Tasks.
• 1. Answer these about the sermon on conviction of sin:
(a) What was the preceding discourse occupied with?
(b) What state of mind does the speaker mean to place distinctly before the hearers?
(c) What question does the text contain?
• 2. Can you carry the sermon on conviction of sin forward from its final sentence?

It will occur to you, my young friends, that the preceding discourse was occupied with an examination of some of the excuses, with which youth are prone to put off the claims of true religion. I would willingly hope that there are those among you, who have become satisfied of the worthlessness of these excuses, and have resolved never more to plead one of them—not even at the bar of conscience. Nay more, I would indulge the hope that you have not only given up your excuses—but that you have become impressed with the importance of your soul's salvation; insomuch that when you heard the text announced, your heart instantly responded to the sentiment contained in it, as one in which you have the deepest personal interest. In the hope which I have now expressed, it is my purpose, in the present discourse, to inquire into the meaning of this momentous question, with a view to place distinctly before you that state of mind commonly called CONVICTION OF SIN; that you may be assisted, on the one hand, to decide upon the character of your pious impressions, and on the other, to gain such a view of your condition as shall be necessary to lead you to escape from the wrath to come.

What then is the import of the question contained in the text—"What must I do to be saved?"

Listing.
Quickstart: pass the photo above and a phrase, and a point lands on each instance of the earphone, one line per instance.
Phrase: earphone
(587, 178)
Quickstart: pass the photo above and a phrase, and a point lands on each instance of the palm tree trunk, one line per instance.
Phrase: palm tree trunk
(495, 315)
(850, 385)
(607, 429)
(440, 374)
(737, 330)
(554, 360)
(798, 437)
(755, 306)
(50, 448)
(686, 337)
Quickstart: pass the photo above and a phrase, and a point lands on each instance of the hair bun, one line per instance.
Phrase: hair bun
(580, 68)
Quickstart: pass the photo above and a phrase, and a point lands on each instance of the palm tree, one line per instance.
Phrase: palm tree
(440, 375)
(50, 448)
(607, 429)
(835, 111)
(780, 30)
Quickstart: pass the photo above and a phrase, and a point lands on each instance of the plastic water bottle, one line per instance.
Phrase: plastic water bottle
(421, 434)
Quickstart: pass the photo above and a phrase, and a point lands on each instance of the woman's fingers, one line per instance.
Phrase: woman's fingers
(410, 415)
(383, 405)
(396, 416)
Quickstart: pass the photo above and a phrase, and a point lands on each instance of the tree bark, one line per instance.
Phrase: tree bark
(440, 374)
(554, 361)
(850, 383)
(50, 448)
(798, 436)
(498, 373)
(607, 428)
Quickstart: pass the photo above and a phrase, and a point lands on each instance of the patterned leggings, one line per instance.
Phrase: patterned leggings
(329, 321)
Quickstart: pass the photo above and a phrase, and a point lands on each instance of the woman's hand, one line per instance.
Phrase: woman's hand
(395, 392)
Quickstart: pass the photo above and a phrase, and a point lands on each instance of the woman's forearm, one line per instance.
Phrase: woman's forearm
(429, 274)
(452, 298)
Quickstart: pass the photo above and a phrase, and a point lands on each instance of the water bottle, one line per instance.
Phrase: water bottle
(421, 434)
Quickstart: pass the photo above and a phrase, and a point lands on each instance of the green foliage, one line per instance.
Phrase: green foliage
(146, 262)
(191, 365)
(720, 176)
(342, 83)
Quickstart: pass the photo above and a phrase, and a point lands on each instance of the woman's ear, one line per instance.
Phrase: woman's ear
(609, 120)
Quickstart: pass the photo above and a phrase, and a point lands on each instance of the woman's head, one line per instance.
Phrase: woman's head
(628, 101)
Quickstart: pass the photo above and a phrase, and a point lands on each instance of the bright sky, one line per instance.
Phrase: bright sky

Exercise answers.
• 1.
(a) An examination of some of the excuses with which youth are prone to put off the claims of true religion.
(b) Conviction of sin.
(c) "What must I do to be saved?"

• 2.
I. I observe, first, it is the language of deep feeling.

There are comparatively few in Christian communities, who are not ready to give a general assent to the truth of the gospel; and far the larger part, at least, among ourselves, will not hesitate to avow their belief of the most humbling of its doctrines. Of the deep depravity of man, and of their own personal guilt and pollution, they will profess not to entertain a doubt; and yet the practical influence of this belief is absolutely nothing. With an avowed conviction that they are constantly exposed to the miseries of the second death, they go their way, one to his farm, and another to his merchandise; and yield themselves up to the cares or the follies of the world, apparently with as much avidity, and as little apprehension, as if there were no heaven to be gained or lost. Nay, there are those who not only profess to believe the truths of which I have spoken—but in words contend earnestly for their importance, in whose hearts they have never produced a throb of concern, and over whose path they have never cast a shade of gloom. The truth is, that their belief of them is merely speculative. There is nothing in it to rouse, or agitate, or subdue the soul. In spite of it, the sinner may slumber even on the borders of the world of despair.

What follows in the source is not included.